* **Task requirements**:
Set down each entry below exactly as written, keeping the pictures out.

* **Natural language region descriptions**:
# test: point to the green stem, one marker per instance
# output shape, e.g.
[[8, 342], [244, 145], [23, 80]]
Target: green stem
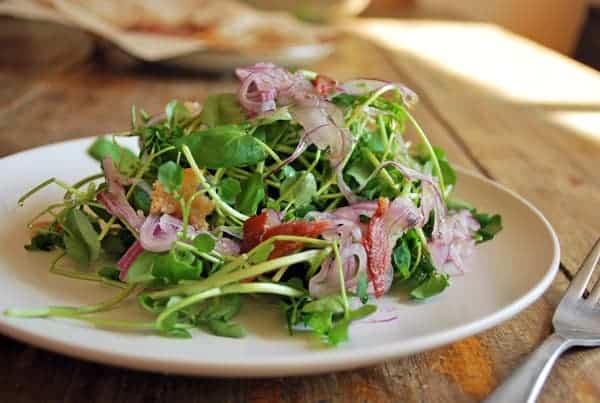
[[203, 255], [425, 140], [44, 184], [218, 280], [338, 259], [213, 194], [382, 172], [254, 288], [269, 150], [68, 310]]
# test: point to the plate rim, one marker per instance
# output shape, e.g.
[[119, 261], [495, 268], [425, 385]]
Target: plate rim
[[318, 363]]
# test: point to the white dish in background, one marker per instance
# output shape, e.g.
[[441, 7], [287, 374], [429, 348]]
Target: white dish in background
[[213, 61], [506, 275]]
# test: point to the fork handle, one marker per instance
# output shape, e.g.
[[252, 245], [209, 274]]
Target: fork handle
[[525, 384]]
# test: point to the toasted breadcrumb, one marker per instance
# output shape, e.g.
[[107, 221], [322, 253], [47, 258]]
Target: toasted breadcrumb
[[165, 203]]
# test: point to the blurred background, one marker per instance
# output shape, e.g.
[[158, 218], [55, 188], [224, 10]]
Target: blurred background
[[257, 29]]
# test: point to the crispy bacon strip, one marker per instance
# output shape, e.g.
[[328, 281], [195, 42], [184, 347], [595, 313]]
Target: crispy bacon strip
[[377, 245], [310, 229], [257, 229], [324, 85]]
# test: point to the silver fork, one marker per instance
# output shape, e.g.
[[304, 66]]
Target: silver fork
[[576, 323]]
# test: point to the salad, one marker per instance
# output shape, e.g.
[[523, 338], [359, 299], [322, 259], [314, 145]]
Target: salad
[[299, 189]]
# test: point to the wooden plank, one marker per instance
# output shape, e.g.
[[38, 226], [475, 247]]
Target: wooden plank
[[505, 115], [463, 372], [96, 100]]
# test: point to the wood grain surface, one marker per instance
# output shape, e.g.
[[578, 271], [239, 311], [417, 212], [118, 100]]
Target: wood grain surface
[[69, 90]]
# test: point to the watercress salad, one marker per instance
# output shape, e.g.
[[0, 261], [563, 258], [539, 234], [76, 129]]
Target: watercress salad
[[296, 187]]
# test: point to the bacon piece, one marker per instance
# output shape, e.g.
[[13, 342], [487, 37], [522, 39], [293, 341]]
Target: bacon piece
[[254, 229], [258, 229], [377, 245], [324, 85]]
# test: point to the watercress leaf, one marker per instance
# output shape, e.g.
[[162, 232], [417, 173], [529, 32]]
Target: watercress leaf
[[253, 192], [320, 322], [76, 249], [123, 158], [141, 269], [116, 242], [150, 304], [229, 189], [338, 333], [287, 171], [204, 243], [332, 303], [401, 260], [80, 227], [222, 109], [170, 176], [226, 329], [101, 213], [267, 118], [175, 112], [261, 253], [177, 265], [222, 308], [299, 189], [434, 285], [228, 146], [141, 200], [44, 241]]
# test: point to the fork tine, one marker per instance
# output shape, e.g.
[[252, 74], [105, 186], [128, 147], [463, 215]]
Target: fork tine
[[594, 296], [584, 273]]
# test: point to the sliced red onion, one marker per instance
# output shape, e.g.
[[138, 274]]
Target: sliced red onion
[[114, 198], [265, 83], [226, 246], [431, 196], [158, 234], [321, 131], [118, 205], [327, 281], [363, 86], [128, 258], [388, 279], [454, 242]]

* **The answer**:
# test: point to the green stem, one marker per instance
# output shape, e.g.
[[8, 342], [244, 145], [23, 80]]
Target: green stem
[[203, 255], [425, 140], [44, 184], [218, 280], [338, 259], [213, 194], [382, 172], [254, 288], [269, 150], [68, 310]]
# test: point to the plate rim, one marker per instance
# output shape, e.g.
[[119, 261], [495, 268], [425, 385]]
Target: plate rim
[[318, 363]]
# test: point to the white dish in background, one marker per instance
# output shape, e.g.
[[441, 7], [287, 374], [429, 348]]
Target: white dish in background
[[213, 61], [506, 275]]
# test: point to the fork handle, one marker per instance
# output shape, e.g.
[[252, 245], [209, 274]]
Target: fork handle
[[525, 384]]
# test: point to the toasted breadcrumb, one marker per instance
# output shape, e.g.
[[107, 221], [322, 253], [47, 258]]
Target: toasted breadcrumb
[[165, 203]]
# test: point to the blurred background, one marker per instance
# output shape, e.g.
[[158, 218], [55, 188], [224, 10]]
Target: blurred background
[[257, 29]]
# test: point to the crispy bacon strip, one marker per instance
# output shape, e.g.
[[328, 281], [195, 42], [184, 347], [595, 313]]
Target: crispy bacon strip
[[377, 245], [310, 229], [257, 229], [324, 85]]
# test: point to the silver fork, one marker per instance
# output shape, e.g.
[[304, 66]]
Target: silver fork
[[576, 323]]
# test: point to the salad, one marker per instance
# output shape, e.g.
[[523, 338], [359, 299], [322, 259], [314, 145]]
Target: salad
[[299, 189]]
# test: point to the wooden plank, one marker per instance
# output shape, e.g.
[[38, 226], [475, 247]]
Target: wooden plank
[[505, 115], [463, 372], [96, 100]]
# test: point to the wood grain surface, one marker per instance
# output shape, e.g.
[[578, 271], [239, 311], [417, 212], [118, 100]]
Target: wood grain surface
[[69, 90]]
# test: point to the watercress salad, one marker per instance
# output shape, e.g.
[[0, 261], [563, 258], [539, 234], [76, 129]]
Target: watercress salad
[[296, 187]]
# test: point to the bacon piece, one marker per instance
# output shape, e.g.
[[13, 342], [487, 37], [522, 39], [293, 341]]
Target: bacon piece
[[254, 229], [258, 229], [377, 245], [324, 85]]
# test: point to the watercress leaf, one marker per instance
# output shape, e.g.
[[162, 232], [417, 173], [529, 32]]
Target: watercress leaf
[[253, 192], [320, 322], [76, 249], [123, 158], [141, 269], [116, 242], [150, 304], [229, 189], [338, 333], [287, 171], [204, 243], [332, 303], [401, 260], [80, 227], [222, 109], [170, 176], [226, 329], [101, 213], [267, 118], [175, 112], [261, 253], [177, 265], [222, 308], [299, 189], [434, 285], [228, 146], [141, 200], [44, 241]]
# test: point to the fork tine, one marker per instance
# output shape, e.g.
[[252, 74], [105, 186], [128, 147], [463, 215]]
Target: fork tine
[[594, 296], [584, 273]]
# test: point to the sliced red onion, one marker per instance
# output shape, e.g.
[[138, 274]]
Target: sliced red onion
[[114, 198], [265, 83], [226, 246], [431, 196], [158, 234], [321, 131], [118, 205], [327, 281], [363, 86], [128, 258], [388, 279], [454, 242]]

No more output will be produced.